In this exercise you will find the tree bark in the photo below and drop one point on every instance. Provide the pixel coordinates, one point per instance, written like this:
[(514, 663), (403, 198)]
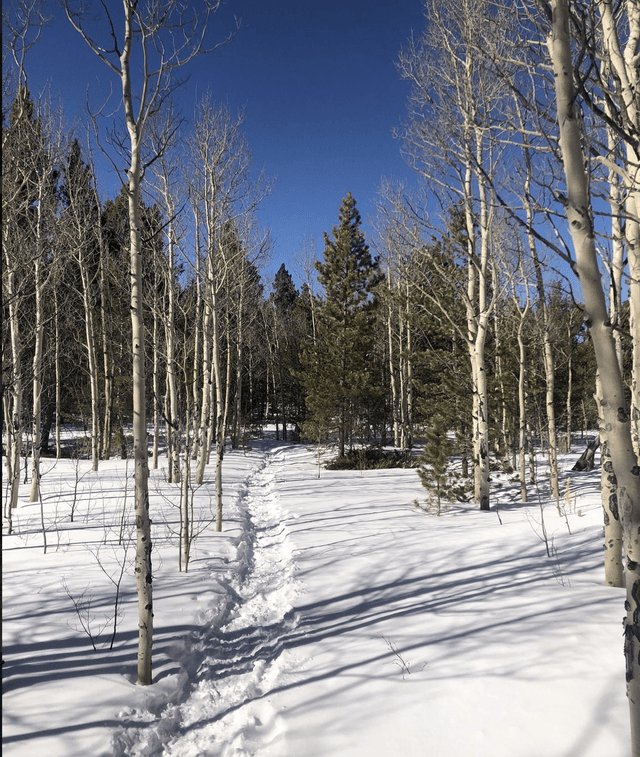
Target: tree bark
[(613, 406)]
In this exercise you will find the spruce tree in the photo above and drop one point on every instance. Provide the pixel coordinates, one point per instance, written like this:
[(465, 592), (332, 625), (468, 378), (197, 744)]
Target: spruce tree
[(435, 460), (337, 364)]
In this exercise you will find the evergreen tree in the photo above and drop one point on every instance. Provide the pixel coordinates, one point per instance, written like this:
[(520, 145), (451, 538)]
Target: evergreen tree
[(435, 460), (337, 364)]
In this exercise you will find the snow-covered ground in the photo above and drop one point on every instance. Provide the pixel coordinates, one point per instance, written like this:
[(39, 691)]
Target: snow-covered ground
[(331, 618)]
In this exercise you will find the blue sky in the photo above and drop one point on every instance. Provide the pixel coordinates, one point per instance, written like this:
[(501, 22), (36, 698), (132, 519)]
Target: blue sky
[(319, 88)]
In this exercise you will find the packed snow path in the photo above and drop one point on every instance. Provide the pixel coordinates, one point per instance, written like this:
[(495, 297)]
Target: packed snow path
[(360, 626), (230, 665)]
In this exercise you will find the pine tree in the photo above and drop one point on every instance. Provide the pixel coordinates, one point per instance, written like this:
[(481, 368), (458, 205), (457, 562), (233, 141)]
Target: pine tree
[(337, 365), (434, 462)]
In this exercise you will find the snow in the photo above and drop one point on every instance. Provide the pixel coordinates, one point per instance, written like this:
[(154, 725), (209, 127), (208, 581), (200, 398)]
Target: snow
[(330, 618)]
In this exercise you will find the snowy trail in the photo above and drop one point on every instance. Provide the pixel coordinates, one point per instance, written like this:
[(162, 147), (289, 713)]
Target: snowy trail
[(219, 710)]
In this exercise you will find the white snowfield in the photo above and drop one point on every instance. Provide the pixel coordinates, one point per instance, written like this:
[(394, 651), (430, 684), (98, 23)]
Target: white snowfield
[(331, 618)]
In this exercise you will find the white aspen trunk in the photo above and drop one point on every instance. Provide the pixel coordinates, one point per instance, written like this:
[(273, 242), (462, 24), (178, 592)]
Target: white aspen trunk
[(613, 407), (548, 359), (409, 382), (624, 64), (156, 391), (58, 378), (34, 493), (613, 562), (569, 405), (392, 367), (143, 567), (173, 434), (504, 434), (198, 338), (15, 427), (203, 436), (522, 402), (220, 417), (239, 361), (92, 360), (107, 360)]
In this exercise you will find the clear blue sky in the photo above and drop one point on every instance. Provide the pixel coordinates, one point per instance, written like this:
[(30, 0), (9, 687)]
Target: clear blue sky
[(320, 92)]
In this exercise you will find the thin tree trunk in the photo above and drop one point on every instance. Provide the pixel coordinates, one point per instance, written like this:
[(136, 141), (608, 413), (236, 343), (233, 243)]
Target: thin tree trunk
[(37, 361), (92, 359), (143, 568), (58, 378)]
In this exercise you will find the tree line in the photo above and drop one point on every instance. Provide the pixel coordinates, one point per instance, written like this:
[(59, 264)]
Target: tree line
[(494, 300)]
——————————
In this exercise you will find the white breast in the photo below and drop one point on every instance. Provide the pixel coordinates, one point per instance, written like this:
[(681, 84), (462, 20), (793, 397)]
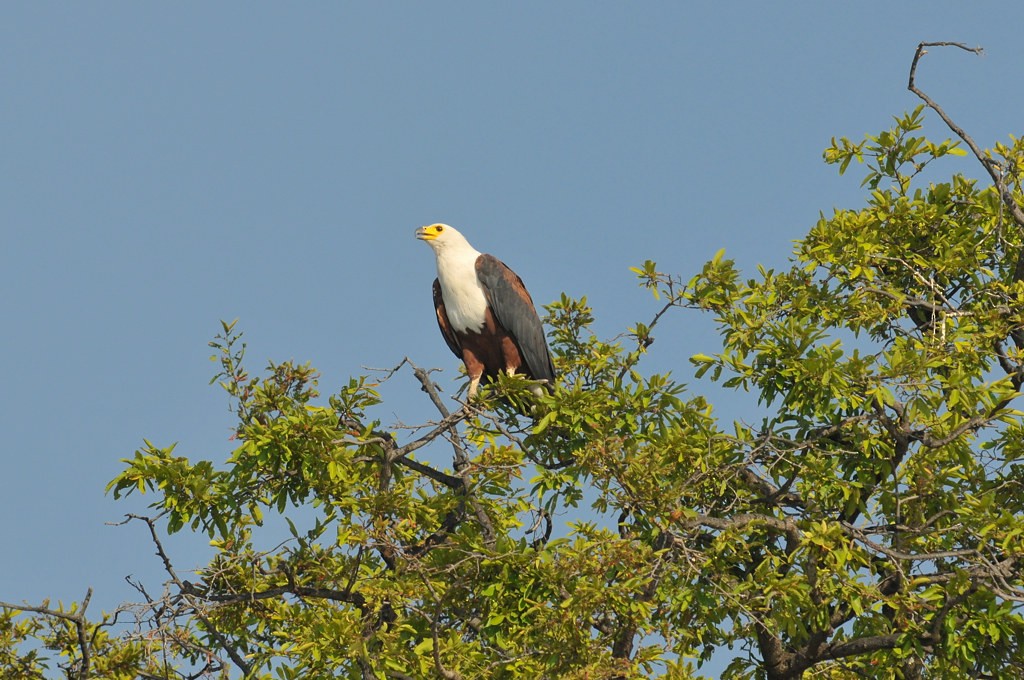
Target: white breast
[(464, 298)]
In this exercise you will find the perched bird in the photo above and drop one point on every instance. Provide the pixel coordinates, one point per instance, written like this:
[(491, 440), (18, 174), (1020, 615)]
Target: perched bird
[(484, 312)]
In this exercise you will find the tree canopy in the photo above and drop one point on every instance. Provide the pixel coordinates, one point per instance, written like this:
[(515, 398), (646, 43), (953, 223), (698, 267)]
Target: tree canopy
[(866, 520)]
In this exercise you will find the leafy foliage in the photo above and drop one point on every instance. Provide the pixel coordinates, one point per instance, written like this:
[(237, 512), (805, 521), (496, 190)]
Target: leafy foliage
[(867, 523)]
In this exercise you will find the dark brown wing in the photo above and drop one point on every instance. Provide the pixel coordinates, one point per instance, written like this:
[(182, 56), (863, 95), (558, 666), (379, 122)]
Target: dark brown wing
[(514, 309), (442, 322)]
——————————
### Zadanie do wykonania:
Przefiltruj powyższe dane i przepisz każdy wiersz, w którym występuje słowo „blue”.

### Odpowiedź na zadanie:
In this exercise you will find the blue sky in the photo above and drop one point on every instance. Provide the pixel coordinates, one point per instance, written like this:
Target: blue sky
In this exercise you will find the clear blue sky in the photo above and drop one point on every instance. Provide the pixel coordinates, one point per instance, written like this:
Target: clear blue sky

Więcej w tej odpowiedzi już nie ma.